WHAT YOU NEED TO DO | Write the records starting at the line containing "Batch labeling job — target class: traffic" and ending at the line containing "60;145;73;299" as a two-column CSV with columns instruction and response. Use one row per record, with its text and its answer each in a single quoted field and line breaks replaced by spaces.

THE INPUT |

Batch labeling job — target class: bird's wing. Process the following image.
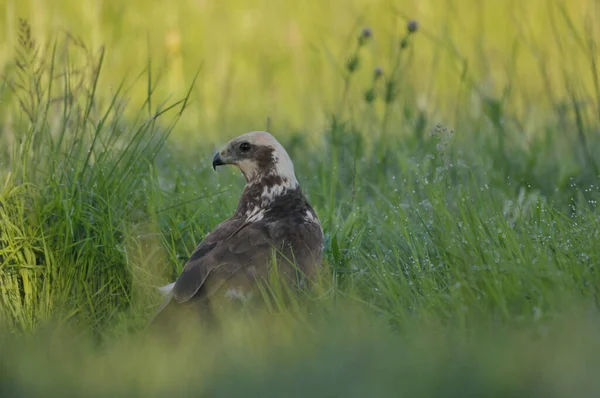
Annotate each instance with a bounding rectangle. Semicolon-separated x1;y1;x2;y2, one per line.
172;219;271;302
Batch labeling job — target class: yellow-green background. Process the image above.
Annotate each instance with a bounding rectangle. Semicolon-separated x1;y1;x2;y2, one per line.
0;0;600;140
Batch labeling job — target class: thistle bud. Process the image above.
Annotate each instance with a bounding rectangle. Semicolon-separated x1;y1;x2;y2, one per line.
406;19;419;33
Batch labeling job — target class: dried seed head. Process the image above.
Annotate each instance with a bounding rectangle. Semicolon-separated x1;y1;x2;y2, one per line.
358;28;373;47
406;19;419;33
364;88;377;104
346;55;360;73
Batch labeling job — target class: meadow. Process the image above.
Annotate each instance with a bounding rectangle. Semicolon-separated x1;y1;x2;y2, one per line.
0;0;600;397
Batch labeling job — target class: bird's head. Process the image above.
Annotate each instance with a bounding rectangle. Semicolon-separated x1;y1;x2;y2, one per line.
213;131;298;188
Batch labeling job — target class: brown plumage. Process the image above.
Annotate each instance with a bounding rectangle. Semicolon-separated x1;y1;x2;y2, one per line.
153;132;323;323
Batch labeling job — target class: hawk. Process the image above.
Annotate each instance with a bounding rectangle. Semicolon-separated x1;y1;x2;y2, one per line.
152;131;323;323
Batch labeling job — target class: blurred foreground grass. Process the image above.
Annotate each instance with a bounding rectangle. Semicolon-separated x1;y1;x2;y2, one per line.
0;1;600;397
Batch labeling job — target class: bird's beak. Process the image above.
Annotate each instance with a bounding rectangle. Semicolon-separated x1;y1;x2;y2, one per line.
213;152;227;170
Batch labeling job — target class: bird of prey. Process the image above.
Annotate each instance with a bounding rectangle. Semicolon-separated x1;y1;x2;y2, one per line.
152;131;323;324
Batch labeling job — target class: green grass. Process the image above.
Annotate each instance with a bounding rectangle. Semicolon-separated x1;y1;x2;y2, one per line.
0;2;600;397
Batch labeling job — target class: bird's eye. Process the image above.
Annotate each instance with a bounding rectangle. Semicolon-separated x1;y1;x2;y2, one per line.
240;142;250;152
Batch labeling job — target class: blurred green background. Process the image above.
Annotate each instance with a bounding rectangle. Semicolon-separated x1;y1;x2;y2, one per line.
0;0;600;137
0;0;600;397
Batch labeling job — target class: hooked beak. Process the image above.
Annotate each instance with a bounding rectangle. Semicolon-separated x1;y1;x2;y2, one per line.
213;152;227;170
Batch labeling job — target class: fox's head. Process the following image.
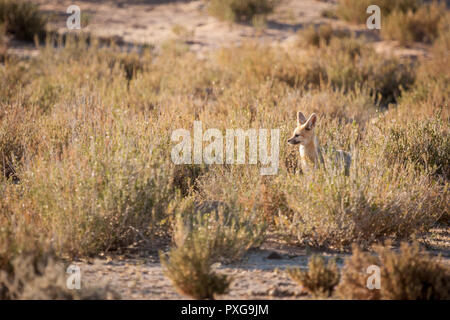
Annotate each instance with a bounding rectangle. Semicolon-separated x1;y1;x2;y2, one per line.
288;111;317;145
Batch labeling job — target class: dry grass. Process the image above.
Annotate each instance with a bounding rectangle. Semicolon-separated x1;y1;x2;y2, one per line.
287;256;340;298
337;243;450;300
336;0;423;23
381;2;448;45
0;0;46;41
208;0;279;22
0;19;449;298
0;251;120;300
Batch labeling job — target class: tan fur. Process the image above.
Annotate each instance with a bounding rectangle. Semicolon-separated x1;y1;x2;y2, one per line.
288;111;351;174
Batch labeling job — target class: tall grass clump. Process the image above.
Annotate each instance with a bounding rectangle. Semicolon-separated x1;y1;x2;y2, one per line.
381;2;448;45
336;243;450;300
174;198;265;262
279;121;448;249
209;0;279;22
298;24;348;47
379;114;450;181
287;256;340;298
161;197;264;299
0;0;46;41
0;252;120;300
336;0;423;23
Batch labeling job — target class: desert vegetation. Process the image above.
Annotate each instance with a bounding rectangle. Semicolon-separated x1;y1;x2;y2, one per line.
0;0;450;299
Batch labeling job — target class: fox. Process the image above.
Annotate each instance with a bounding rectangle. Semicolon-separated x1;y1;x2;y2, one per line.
287;111;352;175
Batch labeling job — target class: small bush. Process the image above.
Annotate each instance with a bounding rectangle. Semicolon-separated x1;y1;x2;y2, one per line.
209;0;279;22
336;0;422;23
287;256;340;298
0;252;120;300
381;115;450;181
160;233;230;299
0;0;46;41
381;2;446;45
279;140;448;249
336;243;450;300
298;24;348;47
174;198;265;262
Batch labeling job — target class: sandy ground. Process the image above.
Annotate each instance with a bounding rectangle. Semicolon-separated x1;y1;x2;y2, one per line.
75;227;450;300
6;0;450;299
10;0;427;57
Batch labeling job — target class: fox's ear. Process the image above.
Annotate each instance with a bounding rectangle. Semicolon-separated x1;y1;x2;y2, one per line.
306;113;317;130
297;111;306;124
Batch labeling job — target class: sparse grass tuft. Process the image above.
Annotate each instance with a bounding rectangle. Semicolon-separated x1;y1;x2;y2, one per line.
0;252;120;300
336;0;422;23
298;24;349;47
336;243;450;300
381;2;447;45
0;0;46;41
160;233;230;299
287;256;340;298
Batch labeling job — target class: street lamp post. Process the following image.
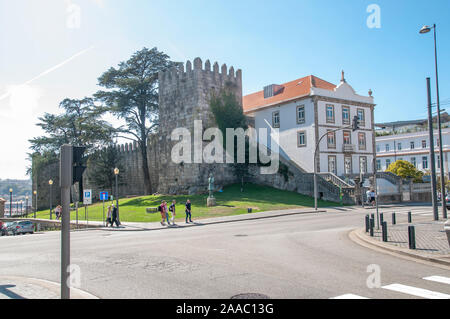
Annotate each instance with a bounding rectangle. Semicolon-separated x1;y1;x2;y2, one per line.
419;24;447;219
33;191;37;219
48;180;53;220
25;195;29;218
9;188;12;218
114;167;120;225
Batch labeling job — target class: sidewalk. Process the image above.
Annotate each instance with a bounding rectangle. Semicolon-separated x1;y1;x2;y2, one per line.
0;276;98;299
350;217;450;267
71;208;326;231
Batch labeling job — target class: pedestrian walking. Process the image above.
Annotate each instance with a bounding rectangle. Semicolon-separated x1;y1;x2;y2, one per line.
169;200;177;225
163;201;170;226
106;206;112;227
111;204;119;228
186;199;192;224
55;205;62;220
158;201;166;226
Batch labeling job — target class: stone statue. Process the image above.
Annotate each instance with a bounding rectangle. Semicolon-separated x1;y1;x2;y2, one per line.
208;173;214;198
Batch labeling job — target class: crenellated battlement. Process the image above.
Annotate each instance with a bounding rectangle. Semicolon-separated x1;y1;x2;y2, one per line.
158;58;242;93
114;142;139;153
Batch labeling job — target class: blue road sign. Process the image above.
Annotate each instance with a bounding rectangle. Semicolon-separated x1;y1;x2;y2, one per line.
100;192;109;200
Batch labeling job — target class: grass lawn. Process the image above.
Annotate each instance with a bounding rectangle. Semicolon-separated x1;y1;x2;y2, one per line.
37;184;338;222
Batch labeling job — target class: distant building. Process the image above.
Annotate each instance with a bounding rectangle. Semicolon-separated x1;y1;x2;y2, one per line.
375;113;450;174
243;72;375;177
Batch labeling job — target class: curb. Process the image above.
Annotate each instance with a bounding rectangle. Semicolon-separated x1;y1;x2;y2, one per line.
0;276;100;299
349;228;450;270
97;210;327;231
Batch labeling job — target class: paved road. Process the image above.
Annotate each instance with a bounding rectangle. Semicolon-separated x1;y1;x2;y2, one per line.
0;207;450;299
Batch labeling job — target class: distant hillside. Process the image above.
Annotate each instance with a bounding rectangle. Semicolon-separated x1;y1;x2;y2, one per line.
0;179;32;198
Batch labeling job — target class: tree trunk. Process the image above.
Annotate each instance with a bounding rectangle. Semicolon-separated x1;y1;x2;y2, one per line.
140;141;153;195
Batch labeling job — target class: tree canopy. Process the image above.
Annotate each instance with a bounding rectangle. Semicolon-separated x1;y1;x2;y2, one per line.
386;161;424;182
94;48;174;194
29;98;114;154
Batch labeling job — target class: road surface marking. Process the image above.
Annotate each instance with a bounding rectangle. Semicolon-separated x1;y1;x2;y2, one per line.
423;276;450;285
331;294;369;299
382;284;450;299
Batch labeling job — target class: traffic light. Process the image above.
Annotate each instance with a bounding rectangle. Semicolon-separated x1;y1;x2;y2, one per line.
352;116;359;132
72;146;86;184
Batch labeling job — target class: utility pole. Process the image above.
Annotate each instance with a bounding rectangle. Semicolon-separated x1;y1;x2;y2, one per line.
427;78;438;220
60;145;73;299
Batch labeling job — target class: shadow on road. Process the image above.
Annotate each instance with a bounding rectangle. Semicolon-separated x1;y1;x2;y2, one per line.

SOLUTION |
instruction,response
"Batch labeling job — target class: traffic light. Process the image above. Annotate each instance with a bounding rectangle. Semicolon-separated x1;y1;x2;y2, one per line.","352;116;359;132 72;146;86;184"
"Batch labeling job — target class: utility pole. Process the image above. Annotate each instance with a bounding rectangle. Semicolon-separated x1;y1;x2;y2, one per line.","427;78;438;220 60;145;73;299"